*** Reading passage Section Begins ***
Other publications expressed more cautious hopes that Berlin and Paris could now come together despite their conflicts and agree on a joint European military and social policy.
Le Point, which is close to Macron’s government, rejoiced that the “nightmare” of a conservative-Green-FDP government was avoided. Paris, it added, was “very relieved to see these talks break down and a government accord ultimately concluded with the social-democratic SPD. The latter are supposedly close to Emmanuel Macron’s European conceptions. But we should keep a level head. The ‘fundamentals’ in Germany never change.”
Le Point poured cold water on the French banks’ hopes that the SPD would oversee looser monetary policy and the common eurozone budget and investment plan proposed by Macron. It recalled how, after the 2008 Wall Street crash, during the eurozone debt crisis, Paris clashed with SPD Finance Minister Peer Steinbrück. Then-French President Nicolas Sarkozy called Steinbrück a “big as*hole” and considered him “arrogant,” Le Point wrote.
The daily Libération complained that German Chancellor Angela Merkel “is far from being a great European, as she showed during the euro crisis, where she only accepted reforms necessary to its survival unwillingly, at the last minute.”
Nevertheless, with a Grand Coalition government, Libération continued, “Macron can hope to see his European dream realized. Many commentators snickered at his overreach when he tried to influence Berlin’s agenda by speaking on Europe on September 26 at the Sorbonne, three days after the legislative elections. But in fact, he succeeded. … The future majority claims at the outset that it is ready to work hand in hand with France.”
*** Reading passage Section Ends ***
*** Provided data Section Begins ***
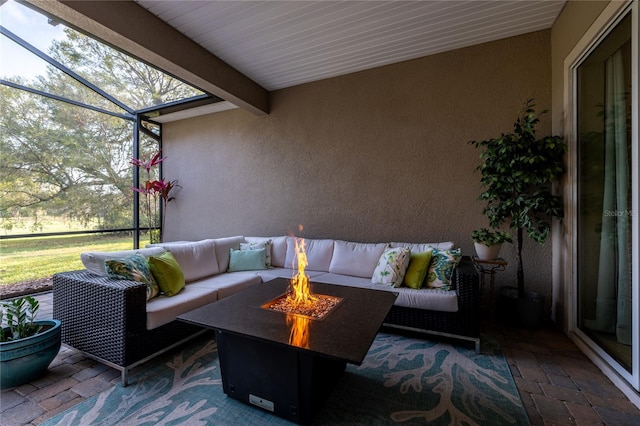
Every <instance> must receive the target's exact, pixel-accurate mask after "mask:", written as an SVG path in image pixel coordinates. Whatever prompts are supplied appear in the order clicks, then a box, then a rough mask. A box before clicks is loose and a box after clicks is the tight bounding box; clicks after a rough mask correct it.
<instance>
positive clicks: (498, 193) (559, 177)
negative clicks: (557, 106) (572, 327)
mask: <svg viewBox="0 0 640 426" xmlns="http://www.w3.org/2000/svg"><path fill="white" fill-rule="evenodd" d="M534 106H535V105H534V104H533V99H529V100H528V101H527V102H526V103H525V106H524V108H523V109H522V111H521V112H520V114H519V115H518V118H517V119H516V121H515V123H514V126H513V132H512V133H506V134H505V133H503V134H502V135H501V136H500V137H498V138H496V139H489V140H485V141H480V142H478V141H471V142H469V143H470V144H472V145H474V146H475V147H476V148H480V149H482V148H483V149H484V150H483V151H482V153H481V154H480V159H481V160H482V164H480V165H479V166H478V167H477V170H478V171H480V173H481V174H482V177H481V179H480V182H481V183H482V186H483V188H484V192H482V194H480V197H479V199H481V200H484V201H486V202H487V205H486V207H485V208H484V209H483V211H482V212H483V214H485V215H486V216H487V217H488V218H489V223H490V224H491V226H492V227H494V228H498V227H500V226H501V225H502V224H503V223H505V222H508V224H509V227H510V228H511V229H514V230H515V233H516V244H515V246H516V261H517V264H518V274H517V278H518V293H519V297H524V293H525V292H524V269H523V267H522V243H523V236H524V232H525V231H526V233H527V234H528V235H529V237H531V238H532V239H533V240H535V241H537V242H538V243H540V244H542V243H544V242H545V241H546V240H547V237H548V236H549V233H550V232H551V223H550V220H551V218H552V217H562V216H563V211H562V201H561V198H560V197H559V196H557V195H554V194H553V193H552V192H551V184H552V183H553V182H554V181H556V180H557V179H559V178H560V176H562V175H563V174H564V172H565V164H564V154H565V153H566V151H567V144H566V143H565V142H564V140H563V139H562V137H560V136H546V137H543V138H540V139H538V138H537V136H536V130H535V126H536V124H538V122H539V121H540V120H539V118H538V115H536V112H535V110H534ZM544 112H546V111H543V113H544Z"/></svg>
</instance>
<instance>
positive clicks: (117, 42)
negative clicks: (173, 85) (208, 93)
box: [27, 0, 269, 115]
mask: <svg viewBox="0 0 640 426" xmlns="http://www.w3.org/2000/svg"><path fill="white" fill-rule="evenodd" d="M27 1H28V3H30V4H32V5H33V6H35V7H36V8H38V9H41V10H42V11H43V12H45V13H47V14H49V15H53V16H55V17H57V18H59V19H60V20H61V21H63V22H66V23H68V24H69V25H70V26H71V27H75V28H78V29H79V30H82V31H84V32H86V33H89V34H91V35H92V36H95V37H96V38H98V39H100V40H102V41H104V42H106V43H108V44H110V45H113V46H115V47H117V48H118V49H121V50H123V51H125V52H127V53H129V54H131V55H133V56H136V57H138V58H140V59H142V60H143V61H146V62H148V63H150V64H152V65H154V66H156V67H158V68H160V69H162V70H165V71H167V72H168V73H170V74H172V75H174V76H176V77H178V78H180V79H182V80H184V81H186V82H188V83H190V84H193V85H194V86H196V87H199V88H200V89H202V90H204V91H205V92H209V93H211V94H213V95H216V96H218V97H220V98H222V99H224V100H226V101H229V102H232V103H233V104H235V105H237V106H239V107H240V108H244V109H246V110H248V111H250V112H252V113H254V114H256V115H263V114H268V113H269V92H268V91H267V90H266V89H265V88H263V87H262V86H260V85H259V84H257V83H256V82H254V81H253V80H251V79H250V78H248V77H247V76H245V75H244V74H242V73H240V72H239V71H238V70H236V69H235V68H233V67H231V66H229V65H228V64H227V63H225V62H224V61H222V60H221V59H220V58H218V57H217V56H215V55H213V54H212V53H210V52H208V51H207V50H205V49H204V48H203V47H202V46H200V45H198V44H197V43H195V42H194V41H192V40H191V39H189V38H188V37H186V36H185V35H183V34H182V33H180V32H178V31H177V30H176V29H174V28H173V27H171V26H170V25H168V24H167V23H165V22H164V21H162V20H161V19H160V18H158V17H157V16H155V15H153V14H152V13H150V12H149V11H147V10H146V9H144V8H143V7H141V6H140V5H138V4H137V3H135V2H133V1H130V0H126V1H68V0H62V1H51V0H27Z"/></svg>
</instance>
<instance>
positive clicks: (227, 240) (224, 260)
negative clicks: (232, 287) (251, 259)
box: [213, 235, 245, 271]
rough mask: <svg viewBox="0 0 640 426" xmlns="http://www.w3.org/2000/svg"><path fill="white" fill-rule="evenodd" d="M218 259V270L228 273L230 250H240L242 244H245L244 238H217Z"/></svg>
mask: <svg viewBox="0 0 640 426" xmlns="http://www.w3.org/2000/svg"><path fill="white" fill-rule="evenodd" d="M213 241H214V242H215V243H216V257H217V258H218V269H219V270H220V271H226V270H227V269H228V268H229V250H231V249H234V250H240V243H244V242H245V240H244V237H243V236H241V235H239V236H235V237H224V238H216V239H214V240H213Z"/></svg>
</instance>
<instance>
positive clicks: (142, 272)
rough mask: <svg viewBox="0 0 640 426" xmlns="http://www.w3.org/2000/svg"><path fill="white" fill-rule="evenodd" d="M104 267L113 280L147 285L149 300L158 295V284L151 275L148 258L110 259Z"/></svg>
mask: <svg viewBox="0 0 640 426" xmlns="http://www.w3.org/2000/svg"><path fill="white" fill-rule="evenodd" d="M104 266H105V269H106V271H107V274H108V275H109V276H110V277H111V278H117V279H121V280H130V281H135V282H139V283H145V284H146V285H147V300H151V299H153V298H154V297H156V296H157V295H158V293H159V289H158V283H156V281H155V280H154V279H153V275H151V271H150V270H149V263H148V261H147V258H146V257H144V256H142V255H140V254H134V255H133V256H129V257H122V258H116V259H108V260H105V262H104Z"/></svg>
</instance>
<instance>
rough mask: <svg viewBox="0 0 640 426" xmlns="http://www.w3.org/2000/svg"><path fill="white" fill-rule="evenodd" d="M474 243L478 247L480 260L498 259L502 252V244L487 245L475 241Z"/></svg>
mask: <svg viewBox="0 0 640 426" xmlns="http://www.w3.org/2000/svg"><path fill="white" fill-rule="evenodd" d="M473 245H474V246H475V248H476V254H477V255H478V259H480V260H493V259H497V258H498V255H499V254H500V248H501V247H502V244H494V245H492V246H487V245H484V244H482V243H476V242H474V243H473Z"/></svg>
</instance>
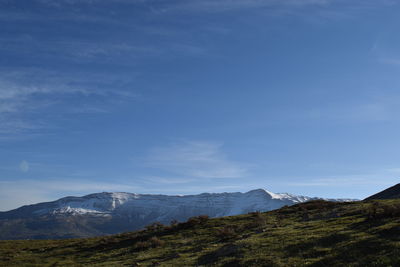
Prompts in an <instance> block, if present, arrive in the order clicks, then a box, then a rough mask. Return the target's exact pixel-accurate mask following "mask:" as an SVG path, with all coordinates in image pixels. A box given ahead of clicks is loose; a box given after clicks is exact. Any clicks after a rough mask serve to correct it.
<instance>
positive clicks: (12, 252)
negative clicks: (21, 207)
mask: <svg viewBox="0 0 400 267" xmlns="http://www.w3.org/2000/svg"><path fill="white" fill-rule="evenodd" d="M157 265H158V266H306V265H307V266H400V200H380V201H369V202H353V203H331V202H323V201H315V202H309V203H303V204H299V205H295V206H291V207H284V208H282V209H279V210H275V211H271V212H266V213H252V214H247V215H240V216H231V217H224V218H218V219H207V218H206V217H199V218H194V219H192V220H189V221H188V222H186V223H180V224H175V225H173V226H157V225H155V226H153V227H148V229H147V230H143V231H137V232H130V233H123V234H119V235H113V236H104V237H98V238H87V239H67V240H24V241H0V266H157Z"/></svg>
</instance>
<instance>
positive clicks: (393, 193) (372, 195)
mask: <svg viewBox="0 0 400 267" xmlns="http://www.w3.org/2000/svg"><path fill="white" fill-rule="evenodd" d="M395 198H400V184H396V185H394V186H392V187H389V188H387V189H385V190H383V191H381V192H379V193H377V194H375V195H372V196H370V197H367V198H366V199H365V200H372V199H395Z"/></svg>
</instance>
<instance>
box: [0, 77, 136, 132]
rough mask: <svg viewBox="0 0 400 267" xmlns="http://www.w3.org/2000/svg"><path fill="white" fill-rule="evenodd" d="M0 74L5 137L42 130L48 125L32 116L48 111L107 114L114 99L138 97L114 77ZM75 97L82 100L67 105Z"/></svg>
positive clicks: (2, 127) (73, 112)
mask: <svg viewBox="0 0 400 267" xmlns="http://www.w3.org/2000/svg"><path fill="white" fill-rule="evenodd" d="M0 75H1V76H0V77H1V78H0V134H3V135H6V134H16V133H26V132H31V133H32V131H39V130H40V129H43V128H44V127H46V126H47V125H46V122H45V121H44V120H43V119H40V118H42V117H41V116H33V115H35V114H36V115H37V114H39V115H40V114H42V113H43V112H45V111H46V110H53V113H54V109H56V110H57V112H58V113H60V112H61V113H65V114H71V113H73V114H76V113H105V112H107V111H108V110H109V108H110V102H112V101H113V99H114V100H116V99H119V100H123V99H124V100H127V99H132V98H136V97H137V95H138V94H136V93H135V92H133V91H132V90H131V89H130V88H129V87H128V89H127V88H119V87H118V81H117V78H116V77H114V76H113V75H110V77H107V78H102V75H100V74H91V75H82V74H79V73H59V72H55V71H47V70H41V69H26V70H18V71H2V72H1V73H0ZM125 82H127V81H125ZM111 85H114V87H112V86H111ZM72 97H79V99H80V101H79V103H78V104H76V105H69V104H67V102H68V101H70V99H71V98H72ZM93 99H97V101H96V100H94V101H92V100H93ZM99 99H102V101H98V100H99ZM28 117H29V118H28ZM32 117H33V118H37V119H32Z"/></svg>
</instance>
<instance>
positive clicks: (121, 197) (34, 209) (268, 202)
mask: <svg viewBox="0 0 400 267" xmlns="http://www.w3.org/2000/svg"><path fill="white" fill-rule="evenodd" d="M315 199H318V198H310V197H305V196H295V195H291V194H275V193H271V192H269V191H266V190H264V189H256V190H252V191H249V192H247V193H239V192H237V193H203V194H199V195H186V196H167V195H150V194H133V193H106V192H104V193H96V194H90V195H87V196H83V197H65V198H61V199H59V200H57V201H53V202H46V203H39V204H35V205H28V206H23V207H21V208H18V209H15V210H11V211H7V212H0V239H3V240H4V239H49V238H72V237H90V236H99V235H106V234H115V233H119V232H124V231H132V230H138V229H141V228H143V227H145V226H146V225H149V224H151V223H153V222H161V223H163V224H170V222H171V221H173V220H176V221H185V220H187V219H188V218H190V217H192V216H198V215H203V214H204V215H208V216H209V217H223V216H231V215H238V214H246V213H249V212H253V211H270V210H274V209H278V208H280V207H283V206H286V205H288V206H290V205H293V204H297V203H301V202H306V201H310V200H315ZM333 201H346V200H336V199H334V200H333Z"/></svg>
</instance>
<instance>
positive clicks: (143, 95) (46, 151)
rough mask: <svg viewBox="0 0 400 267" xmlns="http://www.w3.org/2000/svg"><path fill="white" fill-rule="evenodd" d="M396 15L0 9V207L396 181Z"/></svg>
mask: <svg viewBox="0 0 400 267" xmlns="http://www.w3.org/2000/svg"><path fill="white" fill-rule="evenodd" d="M399 4H400V3H399V2H398V1H382V0H379V1H372V0H363V1H361V0H360V1H355V0H346V1H345V0H280V1H278V0H212V1H211V0H202V1H200V0H199V1H197V0H181V1H178V0H170V1H162V0H130V1H129V0H110V1H105V0H104V1H101V0H79V1H78V0H51V1H50V0H31V1H12V0H0V203H1V204H0V210H7V209H11V208H15V207H18V206H20V205H24V204H31V203H35V202H40V201H46V200H53V199H57V198H59V197H62V196H66V195H84V194H86V193H93V192H99V191H128V192H137V193H162V194H192V193H201V192H224V191H228V192H232V191H242V192H243V191H247V190H251V189H254V188H265V189H267V190H270V191H273V192H290V193H295V194H302V195H309V196H321V197H349V198H364V197H366V196H368V195H370V194H373V193H375V192H377V191H379V190H382V189H384V188H386V187H388V186H390V185H392V184H395V183H397V182H398V181H399V178H398V177H399V176H400V161H399V159H400V157H399V156H400V142H399V136H400V135H399V133H400V116H399V115H400V106H399V105H398V103H399V101H400V90H399V85H400V78H399V77H400V75H399V74H400V49H399V47H400V35H399V34H398V28H399V26H400V17H399V16H398V14H399V11H400V6H399Z"/></svg>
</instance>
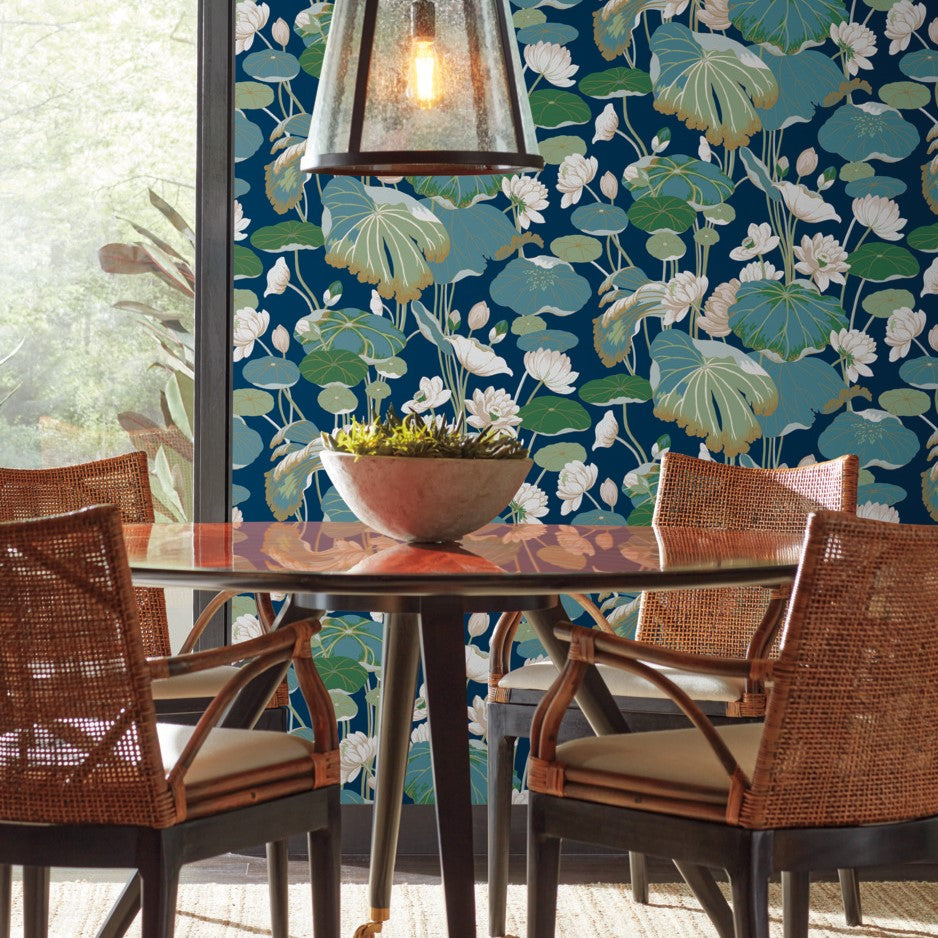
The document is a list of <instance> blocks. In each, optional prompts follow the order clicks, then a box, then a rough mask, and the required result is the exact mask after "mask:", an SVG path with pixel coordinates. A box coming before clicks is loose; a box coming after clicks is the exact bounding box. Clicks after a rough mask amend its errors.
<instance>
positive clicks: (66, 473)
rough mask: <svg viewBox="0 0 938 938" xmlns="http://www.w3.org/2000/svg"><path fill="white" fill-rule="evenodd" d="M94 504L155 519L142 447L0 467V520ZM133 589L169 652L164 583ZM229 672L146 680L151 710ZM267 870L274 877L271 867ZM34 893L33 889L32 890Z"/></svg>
mask: <svg viewBox="0 0 938 938" xmlns="http://www.w3.org/2000/svg"><path fill="white" fill-rule="evenodd" d="M98 504H109V505H115V506H116V507H117V508H118V510H119V512H120V518H121V521H122V522H124V523H125V524H139V523H144V524H149V523H152V522H153V521H154V520H155V512H154V506H153V497H152V492H151V488H150V476H149V467H148V464H147V456H146V453H144V452H142V451H135V452H131V453H124V454H121V455H118V456H113V457H110V458H107V459H98V460H94V461H92V462H86V463H78V464H75V465H71V466H58V467H49V468H43V469H15V468H9V467H3V466H0V522H6V521H22V520H26V519H29V518H38V517H45V516H49V515H54V514H62V513H64V512H68V511H75V510H77V509H80V508H87V507H90V506H92V505H98ZM134 595H135V596H136V599H137V607H138V621H139V623H140V632H141V637H142V639H143V645H144V649H145V651H146V653H147V654H148V655H151V656H159V657H165V656H168V655H170V653H171V648H170V637H169V620H168V616H167V612H166V598H165V594H164V592H163V590H162V589H151V588H146V587H135V588H134ZM236 595H237V593H236V592H234V591H223V592H220V593H218V594H216V595H215V596H213V597H212V598H211V599H210V600H209V602H208V603H207V604H206V605H205V607H204V608H203V610H202V612H201V613H200V615H199V616H198V618H197V619H196V621H195V623H194V624H193V626H192V628H191V629H190V631H189V633H188V634H187V635H186V638H185V640H184V641H183V643H182V645H181V646H180V648H179V652H178V654H180V655H183V654H188V653H190V652H192V651H194V650H195V647H196V645H197V643H198V641H199V639H200V638H201V636H202V633H203V632H204V630H205V628H206V626H207V625H208V624H209V622H210V621H211V620H212V618H213V617H214V616H215V614H216V613H217V612H218V611H219V610H220V609H221V608H222V607H223V606H224V605H225V603H227V602H228V601H229V600H230V599H232V598H234V596H236ZM255 600H256V602H257V608H258V614H259V619H260V622H261V628H262V630H263V632H265V633H266V632H269V631H270V630H271V628H272V626H273V622H274V619H275V618H276V616H275V613H274V609H273V605H272V603H271V601H270V597H269V596H268V595H267V594H257V595H256V596H255ZM234 675H235V670H234V669H233V668H231V667H228V666H227V665H220V666H219V667H216V668H212V669H210V670H208V671H207V672H206V671H205V670H204V669H203V670H202V671H201V672H192V673H191V674H190V675H189V676H188V678H187V679H186V680H185V681H184V682H183V683H180V682H179V681H174V680H172V679H169V680H161V681H158V682H157V683H156V684H155V685H154V686H153V693H154V697H155V698H156V701H155V703H156V710H157V714H158V715H160V716H161V717H163V718H164V719H168V720H172V721H173V722H186V723H189V722H194V721H195V719H197V718H198V715H199V714H201V713H202V711H203V710H204V709H205V706H206V704H207V702H208V700H210V699H211V697H212V696H213V695H214V694H215V693H216V692H217V691H218V690H220V689H221V688H222V687H223V686H224V685H225V684H226V683H227V682H228V681H229V680H230V679H231V678H232V677H233V676H234ZM185 688H192V689H193V690H186V689H185ZM287 703H288V691H287V686H286V684H281V685H280V686H279V687H278V688H277V691H276V692H275V694H274V696H273V697H272V698H271V700H270V702H269V703H268V708H269V709H270V710H274V709H276V708H280V707H284V706H286V704H287ZM262 722H264V721H262ZM267 852H268V859H269V861H270V863H271V865H272V866H273V865H275V864H279V865H282V864H284V863H285V862H286V844H277V843H273V842H271V843H270V844H269V845H268V851H267ZM11 875H12V871H11V870H10V869H9V868H4V867H3V866H2V865H0V938H5V936H7V935H8V934H9V910H10V902H9V893H10V882H11ZM273 875H274V879H276V873H274V874H273ZM26 881H27V890H26V891H27V893H28V896H29V899H30V904H31V907H32V908H33V909H34V910H39V912H40V914H42V911H41V910H44V909H45V908H46V905H45V902H44V901H43V900H42V896H43V895H45V894H47V892H48V872H47V871H42V870H40V869H38V868H36V869H30V870H29V871H27V877H26ZM34 892H36V893H38V894H40V895H36V896H33V893H34Z"/></svg>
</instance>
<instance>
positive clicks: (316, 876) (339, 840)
mask: <svg viewBox="0 0 938 938" xmlns="http://www.w3.org/2000/svg"><path fill="white" fill-rule="evenodd" d="M328 815H329V823H328V824H327V825H326V827H323V828H320V829H319V830H315V831H310V832H309V873H310V882H311V883H312V890H313V938H339V912H340V903H339V896H340V889H339V882H340V879H341V873H342V830H341V808H340V805H339V791H338V789H336V790H334V791H330V792H329V806H328Z"/></svg>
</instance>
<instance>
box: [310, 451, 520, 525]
mask: <svg viewBox="0 0 938 938" xmlns="http://www.w3.org/2000/svg"><path fill="white" fill-rule="evenodd" d="M322 464H323V466H324V468H325V470H326V472H327V473H328V474H329V478H330V479H331V480H332V484H333V485H334V486H335V487H336V490H337V491H338V493H339V494H340V495H341V496H342V498H343V499H344V500H345V503H346V504H347V505H348V506H349V508H351V509H352V511H353V512H355V516H356V517H357V518H358V519H359V520H360V521H363V522H364V523H365V524H367V525H368V526H369V527H371V528H374V529H375V530H376V531H379V532H380V533H382V534H386V535H388V537H393V538H396V539H397V540H399V541H455V540H458V539H459V538H460V537H462V536H463V535H464V534H468V533H469V532H470V531H475V530H476V529H477V528H481V527H482V525H484V524H487V523H488V522H489V521H491V520H492V519H493V518H495V517H496V515H498V513H499V512H500V511H502V509H503V508H505V506H506V505H507V504H508V503H509V502H510V501H511V499H512V498H513V497H514V495H515V493H516V492H517V491H518V489H519V488H521V484H522V483H523V482H524V480H525V477H526V476H527V474H528V472H529V470H530V469H531V466H532V465H533V463H532V461H531V460H530V459H433V458H426V459H424V458H420V457H414V456H354V455H352V454H351V453H335V452H330V451H326V452H324V453H322Z"/></svg>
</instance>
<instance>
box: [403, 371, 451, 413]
mask: <svg viewBox="0 0 938 938" xmlns="http://www.w3.org/2000/svg"><path fill="white" fill-rule="evenodd" d="M452 396H453V392H452V391H451V390H450V389H449V388H447V387H444V386H443V379H442V378H441V377H439V376H438V375H437V376H435V377H433V378H421V379H420V390H419V391H417V393H416V394H415V395H414V396H413V399H411V400H409V401H407V403H406V404H403V405H402V406H401V410H403V411H404V413H409V414H422V413H423V412H424V411H426V410H435V409H436V408H437V407H442V406H443V405H444V404H445V403H446V402H447V401H448V400H449V399H450V398H451V397H452Z"/></svg>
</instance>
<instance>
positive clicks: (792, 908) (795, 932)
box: [782, 870, 811, 938]
mask: <svg viewBox="0 0 938 938" xmlns="http://www.w3.org/2000/svg"><path fill="white" fill-rule="evenodd" d="M810 890H811V884H810V876H809V874H808V873H806V872H801V871H799V872H797V873H792V872H788V871H785V870H783V871H782V910H783V911H782V914H783V918H784V921H785V938H808V910H809V907H810Z"/></svg>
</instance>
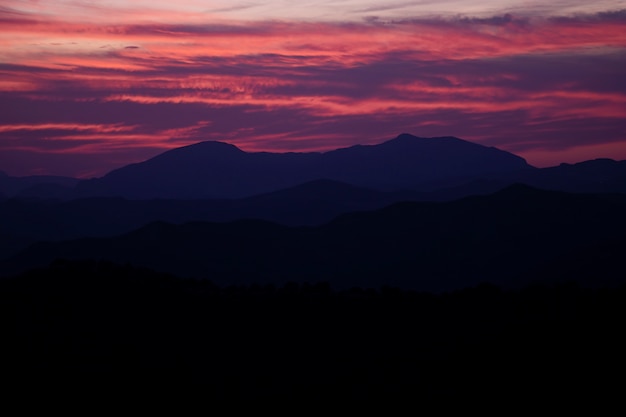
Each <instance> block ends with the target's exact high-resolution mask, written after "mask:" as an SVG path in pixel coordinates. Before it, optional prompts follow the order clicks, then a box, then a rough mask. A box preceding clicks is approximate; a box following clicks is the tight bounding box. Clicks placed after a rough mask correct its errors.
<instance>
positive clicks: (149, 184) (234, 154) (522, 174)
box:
*** Provided data Section Ends ***
→ Work request A:
Condense the paragraph in the press review that begins "Le Point poured cold water" into a short bulleted list that keeps its main facts.
→ Work request B:
Answer these questions using the press review, one line per answer:
(i) Which publication is described as close to Macron's government?
(ii) On what date did Macron speak on Europe at the Sorbonne?
(iii) Which SPD Finance Minister did Paris clash with during the eurozone debt crisis?
→ Work request C:
From the press review, pull out everything from "Other publications expressed" down to "and social policy.", unchanged.

→ Expected answer A:
- Le Point doubted the French banks' hopes that the SPD would oversee looser monetary policy and Macron's proposed common eurozone budget and investment plan.
- It recalled that Paris clashed with SPD Finance Minister Peer Steinbrück during the eurozone debt crisis after the 2008 Wall Street crash.
- According to Le Point, then-French President Nicolas Sarkozy insulted Steinbrück and considered him "arrogant."

→ Expected answer B:
(i) Le Point
(ii) September 26
(iii) Peer Steinbrück

→ Expected answer C:
Other publications expressed more cautious hopes that Berlin and Paris could now come together despite their conflicts and agree on a joint European military and social policy.